• **EXCERPTED TEXT**
Christina Anagnostara, the Company's Chief Financial Officer, stated:
"During the third quarter of 2012, the Company operated an average of 17.2 wholly-owned vessels earning a daily Time Charter Equivalent ("TCE") of $4,662 compared to $13,324 in the same period of 2011. The abrupt fall in the TCE is due to the particularly weak market conditions witnessed over the third quarter of the current year, during which the daily average of the Baltic Dry Index (BDI) was 45% lower than the already low levels seen in the same period last year.

"For the nine months ended September 30, 2012, Net Revenue was 38% lower compared to the same period in the previous year. This was a result of a 45% fall in daily TCE and a 14% drop in the number of operating days due to the vessel sales that took place within the period.
 
"So far in 2012, our cost containment efforts have translated to a reduction of 13% in average daily vessel operating expenses for the third quarter of 2012, as compared to the same period in 2011. In the nine month period the corresponding reduction was equal to 8%. Average daily management fees per vessel were reduced by 21% in the third quarter and 22% in the nine month period, as compared to the corresponding 2011 figures. Last, daily general and administrative expenses per vessel in the first nine months of 2012 were decreased by 34% as compared to the corresponding period in 2011. We anticipate that improvements in operational efficiency have further room to take place."

Third Quarter 2012 Financial Results:

Net Revenues
Net revenues for the third quarter of 2012 decreased to $11.6 million from $23.5 million in the same quarter in 2011. The decrease of 51% in net revenues reflects lower freight rates earned in the dry bulk market as compared to the same quarter last year, as well as a 30% reduction in operating days that resulted from vessel sales during the period.

• **RECORDS SHOWN**
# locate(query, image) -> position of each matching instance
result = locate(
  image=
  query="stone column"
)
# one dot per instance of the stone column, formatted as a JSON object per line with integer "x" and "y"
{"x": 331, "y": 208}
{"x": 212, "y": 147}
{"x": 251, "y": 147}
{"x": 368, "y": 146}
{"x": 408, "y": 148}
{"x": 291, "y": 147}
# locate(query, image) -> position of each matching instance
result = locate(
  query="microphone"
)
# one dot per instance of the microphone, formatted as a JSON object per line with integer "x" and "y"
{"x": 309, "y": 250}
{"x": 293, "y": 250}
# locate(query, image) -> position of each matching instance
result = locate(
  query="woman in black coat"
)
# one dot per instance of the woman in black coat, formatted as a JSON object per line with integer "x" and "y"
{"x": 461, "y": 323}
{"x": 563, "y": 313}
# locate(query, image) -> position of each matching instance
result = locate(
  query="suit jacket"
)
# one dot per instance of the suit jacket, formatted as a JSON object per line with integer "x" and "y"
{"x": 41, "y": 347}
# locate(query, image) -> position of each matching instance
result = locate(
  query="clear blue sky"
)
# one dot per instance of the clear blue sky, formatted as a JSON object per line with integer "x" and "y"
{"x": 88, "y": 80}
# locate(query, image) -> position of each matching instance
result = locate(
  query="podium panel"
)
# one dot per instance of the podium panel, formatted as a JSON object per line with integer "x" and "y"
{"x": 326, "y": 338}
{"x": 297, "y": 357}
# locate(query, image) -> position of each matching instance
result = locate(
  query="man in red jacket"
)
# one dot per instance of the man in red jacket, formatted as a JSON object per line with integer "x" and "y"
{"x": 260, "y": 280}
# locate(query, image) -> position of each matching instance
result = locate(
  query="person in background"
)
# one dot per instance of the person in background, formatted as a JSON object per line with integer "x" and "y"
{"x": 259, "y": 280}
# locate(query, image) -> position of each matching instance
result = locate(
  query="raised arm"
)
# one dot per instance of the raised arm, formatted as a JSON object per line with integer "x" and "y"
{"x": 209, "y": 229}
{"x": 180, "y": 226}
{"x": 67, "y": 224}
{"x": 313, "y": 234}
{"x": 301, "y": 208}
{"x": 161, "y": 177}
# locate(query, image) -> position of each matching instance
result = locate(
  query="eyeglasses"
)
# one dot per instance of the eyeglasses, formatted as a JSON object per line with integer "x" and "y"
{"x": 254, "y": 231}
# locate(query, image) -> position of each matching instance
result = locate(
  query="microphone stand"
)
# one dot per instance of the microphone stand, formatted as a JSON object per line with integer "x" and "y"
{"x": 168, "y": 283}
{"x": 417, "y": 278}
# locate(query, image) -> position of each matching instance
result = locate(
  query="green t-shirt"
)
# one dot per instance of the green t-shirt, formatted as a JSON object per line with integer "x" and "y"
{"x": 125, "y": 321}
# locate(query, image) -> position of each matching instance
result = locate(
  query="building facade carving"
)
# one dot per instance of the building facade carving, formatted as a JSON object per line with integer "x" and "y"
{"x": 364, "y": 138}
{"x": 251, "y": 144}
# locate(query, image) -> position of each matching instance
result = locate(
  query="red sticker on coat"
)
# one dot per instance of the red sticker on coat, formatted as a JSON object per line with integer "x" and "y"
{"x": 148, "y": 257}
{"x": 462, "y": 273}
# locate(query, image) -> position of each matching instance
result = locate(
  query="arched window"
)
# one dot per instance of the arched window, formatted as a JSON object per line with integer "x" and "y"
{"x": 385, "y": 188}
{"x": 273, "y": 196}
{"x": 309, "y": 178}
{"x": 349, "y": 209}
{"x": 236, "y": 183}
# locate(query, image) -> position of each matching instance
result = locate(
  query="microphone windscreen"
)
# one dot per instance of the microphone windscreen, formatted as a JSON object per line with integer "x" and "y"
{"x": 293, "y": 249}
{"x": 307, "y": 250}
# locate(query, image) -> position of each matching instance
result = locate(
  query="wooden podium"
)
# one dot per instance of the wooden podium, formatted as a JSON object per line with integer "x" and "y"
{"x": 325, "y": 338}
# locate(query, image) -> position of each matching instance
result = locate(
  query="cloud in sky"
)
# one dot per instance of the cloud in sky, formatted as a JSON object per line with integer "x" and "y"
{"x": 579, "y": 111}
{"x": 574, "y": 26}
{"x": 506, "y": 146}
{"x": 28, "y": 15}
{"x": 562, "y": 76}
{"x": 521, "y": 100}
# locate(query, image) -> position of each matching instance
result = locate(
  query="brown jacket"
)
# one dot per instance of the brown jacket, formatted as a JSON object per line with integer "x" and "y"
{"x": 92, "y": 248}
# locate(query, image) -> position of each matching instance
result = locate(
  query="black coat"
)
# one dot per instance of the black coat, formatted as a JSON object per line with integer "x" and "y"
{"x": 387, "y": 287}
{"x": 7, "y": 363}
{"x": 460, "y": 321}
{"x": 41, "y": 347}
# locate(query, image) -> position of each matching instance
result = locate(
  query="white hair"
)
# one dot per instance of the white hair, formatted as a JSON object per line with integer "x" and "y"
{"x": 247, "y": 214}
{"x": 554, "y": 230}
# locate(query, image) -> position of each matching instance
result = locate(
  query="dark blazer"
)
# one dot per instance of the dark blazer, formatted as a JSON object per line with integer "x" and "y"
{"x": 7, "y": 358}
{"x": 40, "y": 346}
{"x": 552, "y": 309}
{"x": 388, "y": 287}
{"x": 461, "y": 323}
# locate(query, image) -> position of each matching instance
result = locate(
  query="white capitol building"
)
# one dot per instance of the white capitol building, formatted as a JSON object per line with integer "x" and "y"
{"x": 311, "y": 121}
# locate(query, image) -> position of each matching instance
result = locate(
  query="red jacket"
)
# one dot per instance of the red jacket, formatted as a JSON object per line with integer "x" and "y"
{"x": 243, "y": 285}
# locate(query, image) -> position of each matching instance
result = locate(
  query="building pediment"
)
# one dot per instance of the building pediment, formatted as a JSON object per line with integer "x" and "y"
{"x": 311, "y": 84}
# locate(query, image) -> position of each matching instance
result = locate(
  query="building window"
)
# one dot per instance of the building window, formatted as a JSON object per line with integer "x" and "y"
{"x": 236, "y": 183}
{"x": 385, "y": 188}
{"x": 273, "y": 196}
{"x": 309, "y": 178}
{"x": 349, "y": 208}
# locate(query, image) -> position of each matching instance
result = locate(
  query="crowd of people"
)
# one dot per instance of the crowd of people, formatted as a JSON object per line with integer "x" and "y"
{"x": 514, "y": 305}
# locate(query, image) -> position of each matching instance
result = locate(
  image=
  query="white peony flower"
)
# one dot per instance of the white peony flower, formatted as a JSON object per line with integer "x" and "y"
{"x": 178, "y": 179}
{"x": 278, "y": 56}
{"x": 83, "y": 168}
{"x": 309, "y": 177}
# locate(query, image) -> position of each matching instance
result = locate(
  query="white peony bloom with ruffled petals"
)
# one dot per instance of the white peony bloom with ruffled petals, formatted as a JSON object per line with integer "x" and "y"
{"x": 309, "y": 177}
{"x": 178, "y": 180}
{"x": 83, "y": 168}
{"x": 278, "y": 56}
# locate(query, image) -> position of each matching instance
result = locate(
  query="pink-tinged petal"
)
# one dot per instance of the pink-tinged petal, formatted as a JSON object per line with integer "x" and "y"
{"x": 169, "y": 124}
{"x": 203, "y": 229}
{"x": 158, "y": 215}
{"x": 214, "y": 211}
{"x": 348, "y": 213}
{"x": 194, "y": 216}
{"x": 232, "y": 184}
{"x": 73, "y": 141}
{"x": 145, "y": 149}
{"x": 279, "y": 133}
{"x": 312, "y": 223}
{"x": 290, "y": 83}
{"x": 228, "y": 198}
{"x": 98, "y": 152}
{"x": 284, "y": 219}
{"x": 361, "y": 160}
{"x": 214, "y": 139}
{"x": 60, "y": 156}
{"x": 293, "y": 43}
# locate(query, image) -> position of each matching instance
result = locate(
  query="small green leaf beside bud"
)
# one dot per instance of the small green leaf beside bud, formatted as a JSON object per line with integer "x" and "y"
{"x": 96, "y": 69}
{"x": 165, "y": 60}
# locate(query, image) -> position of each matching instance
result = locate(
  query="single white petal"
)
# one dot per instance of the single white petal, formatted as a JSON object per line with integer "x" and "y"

• **TASK TO CARRY OUT**
In the earnings excerpt, list every percentage figure that appears in the paragraph beginning "So far in 2012".

• **EXERCISE RESULT**
13%, 8%, 21%, 22%, 34%